Point localization data:

--- START ---

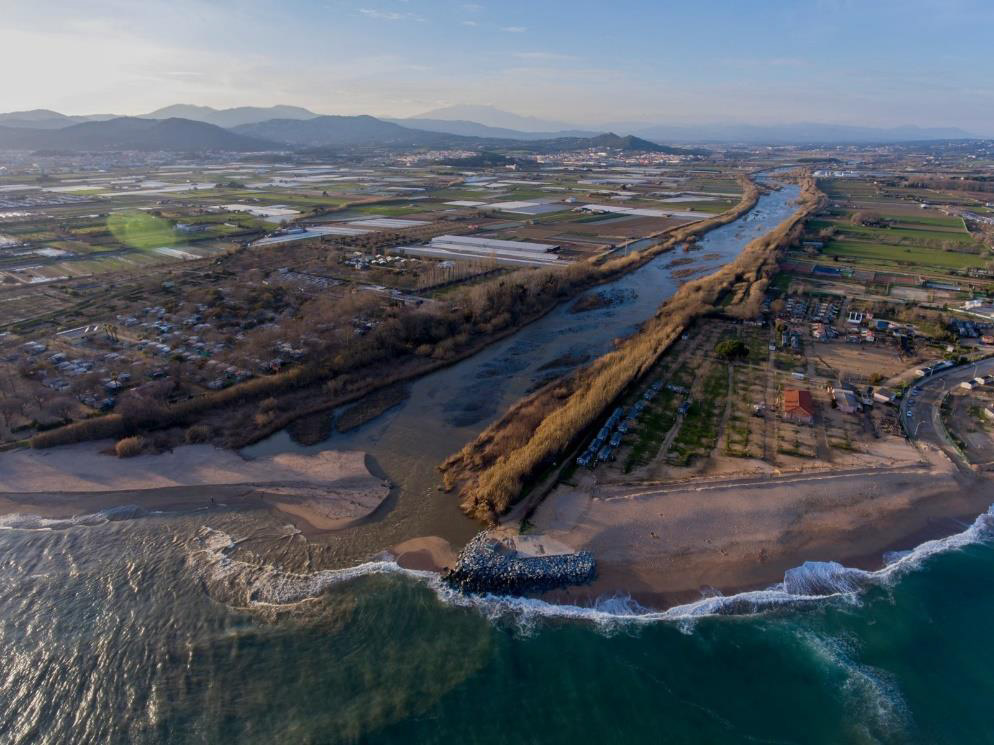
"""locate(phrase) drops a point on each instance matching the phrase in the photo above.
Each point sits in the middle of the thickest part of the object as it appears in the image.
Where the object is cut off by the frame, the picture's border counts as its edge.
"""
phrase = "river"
(450, 407)
(217, 626)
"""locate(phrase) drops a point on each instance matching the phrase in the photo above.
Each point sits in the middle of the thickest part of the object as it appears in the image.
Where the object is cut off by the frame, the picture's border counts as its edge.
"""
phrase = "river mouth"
(450, 407)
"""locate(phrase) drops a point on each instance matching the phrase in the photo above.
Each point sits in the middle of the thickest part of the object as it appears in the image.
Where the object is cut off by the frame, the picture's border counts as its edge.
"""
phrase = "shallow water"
(449, 408)
(166, 629)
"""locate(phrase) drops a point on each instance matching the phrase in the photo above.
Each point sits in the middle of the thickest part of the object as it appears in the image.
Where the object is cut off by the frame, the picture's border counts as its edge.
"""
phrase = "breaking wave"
(813, 582)
(21, 521)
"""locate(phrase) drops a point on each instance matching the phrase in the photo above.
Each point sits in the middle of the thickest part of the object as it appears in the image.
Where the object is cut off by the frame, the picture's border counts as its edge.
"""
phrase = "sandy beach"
(325, 491)
(670, 544)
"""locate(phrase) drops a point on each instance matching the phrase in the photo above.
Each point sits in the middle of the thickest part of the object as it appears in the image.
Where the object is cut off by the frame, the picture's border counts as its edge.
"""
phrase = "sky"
(866, 62)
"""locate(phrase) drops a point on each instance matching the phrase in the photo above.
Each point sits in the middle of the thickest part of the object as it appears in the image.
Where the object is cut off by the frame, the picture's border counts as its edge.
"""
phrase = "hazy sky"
(876, 62)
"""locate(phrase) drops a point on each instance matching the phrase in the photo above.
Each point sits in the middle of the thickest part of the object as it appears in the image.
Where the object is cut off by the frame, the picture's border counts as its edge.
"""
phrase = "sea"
(228, 626)
(136, 627)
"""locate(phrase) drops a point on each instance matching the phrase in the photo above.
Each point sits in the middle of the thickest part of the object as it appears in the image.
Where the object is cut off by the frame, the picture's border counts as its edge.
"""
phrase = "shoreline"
(327, 491)
(902, 529)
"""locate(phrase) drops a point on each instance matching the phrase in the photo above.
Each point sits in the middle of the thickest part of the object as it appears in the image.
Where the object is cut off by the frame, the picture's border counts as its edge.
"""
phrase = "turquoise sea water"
(151, 629)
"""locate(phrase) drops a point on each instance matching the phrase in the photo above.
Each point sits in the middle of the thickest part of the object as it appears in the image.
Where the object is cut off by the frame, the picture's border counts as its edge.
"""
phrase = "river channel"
(448, 408)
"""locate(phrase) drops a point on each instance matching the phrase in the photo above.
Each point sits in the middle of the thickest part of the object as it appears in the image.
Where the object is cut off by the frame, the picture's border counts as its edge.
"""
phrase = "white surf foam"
(810, 583)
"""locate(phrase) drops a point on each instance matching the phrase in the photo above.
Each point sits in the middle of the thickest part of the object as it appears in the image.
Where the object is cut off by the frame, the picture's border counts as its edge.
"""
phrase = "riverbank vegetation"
(490, 472)
(396, 343)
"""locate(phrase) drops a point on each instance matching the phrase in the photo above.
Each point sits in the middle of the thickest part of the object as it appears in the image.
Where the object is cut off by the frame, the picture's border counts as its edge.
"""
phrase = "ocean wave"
(247, 585)
(813, 582)
(23, 521)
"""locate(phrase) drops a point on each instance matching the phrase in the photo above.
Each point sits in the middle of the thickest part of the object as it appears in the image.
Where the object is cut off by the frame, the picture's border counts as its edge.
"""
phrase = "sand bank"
(327, 491)
(671, 545)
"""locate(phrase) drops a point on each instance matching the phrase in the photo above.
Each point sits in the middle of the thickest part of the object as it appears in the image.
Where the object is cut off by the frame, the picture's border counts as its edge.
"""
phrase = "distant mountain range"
(797, 134)
(185, 135)
(475, 129)
(347, 131)
(228, 118)
(46, 119)
(185, 127)
(128, 133)
(490, 116)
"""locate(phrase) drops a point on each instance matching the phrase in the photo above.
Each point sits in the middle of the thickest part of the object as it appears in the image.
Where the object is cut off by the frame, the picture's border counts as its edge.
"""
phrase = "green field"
(902, 255)
(908, 234)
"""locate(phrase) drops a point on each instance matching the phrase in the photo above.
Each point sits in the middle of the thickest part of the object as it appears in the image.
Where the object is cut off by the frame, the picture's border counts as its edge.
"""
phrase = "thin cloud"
(544, 56)
(389, 15)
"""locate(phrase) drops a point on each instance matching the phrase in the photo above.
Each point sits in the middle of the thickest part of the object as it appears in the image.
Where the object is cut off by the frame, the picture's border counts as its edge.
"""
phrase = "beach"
(673, 543)
(325, 491)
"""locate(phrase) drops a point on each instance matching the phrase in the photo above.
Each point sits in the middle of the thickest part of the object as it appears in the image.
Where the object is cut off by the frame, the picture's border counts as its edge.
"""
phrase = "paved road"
(919, 409)
(609, 494)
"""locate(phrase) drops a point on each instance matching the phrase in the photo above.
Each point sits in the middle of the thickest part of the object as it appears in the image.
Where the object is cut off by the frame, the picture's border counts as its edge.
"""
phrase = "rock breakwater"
(486, 565)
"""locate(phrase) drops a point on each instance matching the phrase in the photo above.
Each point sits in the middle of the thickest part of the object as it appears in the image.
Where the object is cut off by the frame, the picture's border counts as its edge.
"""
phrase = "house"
(798, 406)
(846, 401)
(885, 396)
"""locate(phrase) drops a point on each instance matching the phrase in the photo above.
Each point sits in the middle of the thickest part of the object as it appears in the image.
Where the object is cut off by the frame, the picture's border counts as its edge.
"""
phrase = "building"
(846, 401)
(798, 406)
(885, 396)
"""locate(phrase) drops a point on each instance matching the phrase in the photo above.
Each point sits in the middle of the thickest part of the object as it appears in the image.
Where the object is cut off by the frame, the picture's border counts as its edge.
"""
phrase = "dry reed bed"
(565, 282)
(491, 471)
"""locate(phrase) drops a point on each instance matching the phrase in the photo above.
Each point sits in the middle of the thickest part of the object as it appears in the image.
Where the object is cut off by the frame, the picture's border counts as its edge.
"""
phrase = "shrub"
(129, 447)
(197, 433)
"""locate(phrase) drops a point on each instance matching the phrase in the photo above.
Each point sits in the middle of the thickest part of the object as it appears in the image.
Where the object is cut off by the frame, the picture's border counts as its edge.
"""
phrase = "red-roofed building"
(798, 406)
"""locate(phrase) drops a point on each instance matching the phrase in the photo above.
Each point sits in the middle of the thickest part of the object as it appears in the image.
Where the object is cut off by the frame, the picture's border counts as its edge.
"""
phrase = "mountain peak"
(230, 117)
(494, 117)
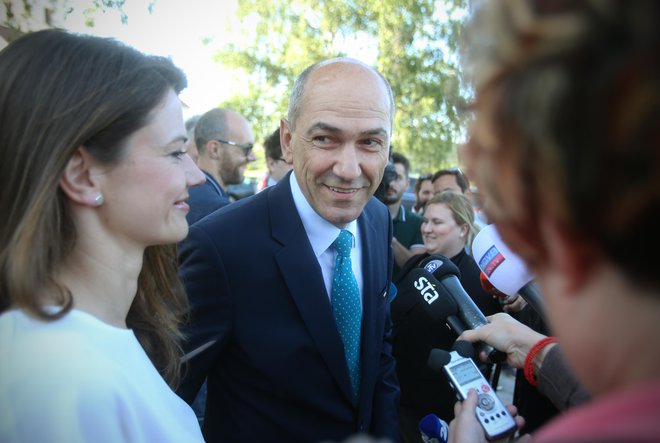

--- END ---

▸ **EXERCISE AIM**
Your copy must repeat the data word for word and show none of its images.

▸ **ANSWER TO THIS TASK**
"""locate(phrase) drops a point on each instance matching the phrase in the photo above.
Each point sits in the middle of the thickest part of the object as it appears in the image.
Where the object is cut off by the frame, the picture's border counts as its edge.
"""
phrase = "river"
(450, 407)
(217, 626)
"""locate(phrase) drops a point on each instance matching the phrase in the photo above.
Each point sits in the middle of the thickest part of the object as it appears in the image.
Where the object is cut off by the frame, the picture's border counts as its edge.
"""
phrase = "river mouth"
(450, 407)
"""locate(phrase) drops a point on each instance matching the phrase in the photo above.
Each point sits in the middle of the thickest part of the object as it appears in the image.
Where the object is cut off by the frame, the picture's border counts as its edge.
"""
phrase = "shallow water"
(449, 408)
(166, 629)
"""locate(phrase) drops a point on each instance matching the phrase in the photo above.
Each point sits in the middle of the thickest part of the object as it appears in the image.
Where the object is cut off by the frame, the picture's border counts as its edge.
"""
phrase = "breaking wave"
(813, 582)
(21, 521)
"""locate(phrase) drops a point on each instance matching the phrase in the photo above.
Each point sits in the middle of the thickest part of the object as it appears in the image.
Where the object is cut off by the frame, the picture's border counts as its edge.
"""
phrase = "sandy beach"
(325, 491)
(670, 544)
"""locate(phrase) drops a point on each instance matching the phrase in the photo above.
Each point sits in the middle of the thickest part of the object as it appears in the image.
Where the object is cut off by the frame, the picture's border counts as its edge.
"""
phrase = "sky"
(866, 62)
"""locate(phrase) drops a point on each instance matching the phrase in the photo above.
Each point sits in the middle of the thickest part of the object as it appears in the image.
Where the object is cut off by the frame, the picture's border counts as its edge.
"""
phrase = "hazy sky"
(876, 62)
"""locate(phrase) drops a point on each instance matching the phrase in the photo above.
Each point sits in the middle of the thickest part of the object as it appears in the image.
Where the object is cut off by the frame, the picture's border counts as its edge.
"""
phrase = "sea"
(228, 626)
(136, 627)
"""locate(phrase) drops a point on each instance matching the phrase in the photo above.
Each point sits in the middle of the thickest part of the object as it appears in the image.
Where the object is cut off by the frame, the picture's border counts as its edge.
"""
phrase = "shoreline"
(327, 491)
(902, 529)
"""locate(phrase) drops a point on each instance matching the phrase in the photo above.
Each point sits in the middle of the thickest part of the object as it appears in the image.
Where the object is cut off by the frame, the picture's border counts as its edge.
"""
phrase = "turquoise sea water"
(151, 629)
"""locate(phrase) drops a point on each instance matching the phrase in the photo above.
Each point sits in the middle of the thickest part of the object as it appears in the image.
Where the object is cut off by the frame, the picture's border counts as its edge.
"""
phrase = "river channel"
(448, 408)
"""locate(phrase) drops a point on each instance matching the phrase in the photo above.
Each point sits in the middle of the thickest part of the object as it appears in the image.
Where the object is cut off by the frame, the picture's border counts as its edge.
"""
phrase = "white surf foam"
(810, 583)
"""locate(phrase) drops a point on each instance matching the phrase in the photo above.
Each point sits in the middle of the thickest part of the object as it appears in the image.
Where the object is cut off by the frame, the picture's border counts as its edge.
"""
phrase = "riverbank vegetation"
(490, 472)
(396, 343)
"""locate(phrase) drops a point on each instance matching the phrase in the photo above.
Each point sits in the middle of the thickest part of the object as it appears in the image.
Where the object is cut off by the frame, the picture's border counts as its edge.
"""
phrase = "ocean wave"
(247, 585)
(813, 582)
(23, 521)
"""locate(phrase) drops a point on each instance matching the phrase in the photo above.
Each point sits in the middle of the thickest part of the object as it appears in the image.
Where the object is cut off by the frame, the picture's border counts as its edge.
"""
phrase = "sand bank"
(327, 491)
(671, 545)
"""locate(phrase) drops a point on each instance matching the phrase in the photo above.
Each point sits in the middle of the thickest part of the object as it appears in the image.
Where the object is cut off by the frame, the picture's border counts as its edge.
"""
phrase = "distant mountain range"
(797, 134)
(185, 135)
(475, 129)
(347, 131)
(228, 118)
(46, 119)
(185, 127)
(128, 133)
(490, 116)
"""locate(phrase) drops a point on each instance matching the phrase in the photo above.
Each point sits in the middle of the thickest part of the object as it appears in the image.
Where the object is cut off by the frame, the picture's border counts as its edge.
"""
phrase = "green field"
(902, 255)
(908, 234)
"""locate(phrase) drops a point on each instance matching the phrase in the photo above.
Each point sits in the middle of the thickest part of the object as it appears in the image.
Where the object is cut off by the frame, the picture's border counts as its edge.
"""
phrase = "thin cloud"
(544, 56)
(389, 15)
"""locate(phrase) drops a point on each instance matching the phrase in the photo above.
Each point sits in the middle of the thickest part of the object as it appears in the image.
Where the object is cut off by the frame, the picture's border counts as its edge.
"""
phrase = "beach"
(673, 543)
(325, 491)
"""locate(phrase) drops a point on each instance matching the phrase in the photo above.
Each point sits in the middle of the thickest part of the object as it appears in the image.
Where the object is cut off by the frame, the picture's border counts as its edge.
"""
phrase = "paved road"
(919, 409)
(609, 494)
"""locate(phrase) drops a point on each instance matching the phrase in the photo above.
Each point sits in the middle of the thickest part of the object as it appears in the image.
Where the object is cut off by the frame, the picture's border counts as its edge.
"""
phrase = "rock breakwater"
(486, 565)
"""locate(phrase) drops a point on each instance matching the phrase in the photo above.
Each point sits in the middle of the thickest part of the object as it appears in the image.
Where the object is cut off by the frame, the picture's border counts as its edge.
"""
phrase = "house"
(798, 406)
(846, 401)
(885, 396)
"""locate(phrase) drops a point on each instance matching the phrase in the photo above.
Each point sits in the middle of the thickest part of the object as it appears in the image.
Where the object is cut off by the frame, the picture's border counts as its edge.
"""
phrase = "building"
(846, 401)
(798, 406)
(885, 396)
"""locate(phrase) drops a point on each instance matching the phrase in the photo above.
Each point sits in the middle of the thickest part of the object as it appears in the image.
Where the object is cut off by the frame, the picture's border counts as its edge.
"""
phrase = "dry reed bed"
(565, 282)
(491, 471)
"""locate(phrase) drops a point on each instance matching the phrase in the photo above.
Each point sits in the middle of the thickest part of the object as it appears in the image.
Where the object is cut off by the frame, the picture's border counts as its edge.
"""
phrase = "shrub"
(129, 447)
(197, 433)
"""locate(phrase) drops a point on each instance matching the phrase in the photo above.
Each point sits in the middle of the thickest part of the object as it appears in the image.
Where the object is cut off by the frame, the picture's border counts as its edge.
"""
phrase = "red-roofed building"
(798, 406)
"""locate(phrase) drops a point on each instance matching the phrase in the photo above.
Each point sits in the middle of the thickest part of the object as it appears in the image.
Where the object is cut off by the frame, the picture's border counts as its edge.
"""
phrase = "mountain peak"
(230, 117)
(494, 117)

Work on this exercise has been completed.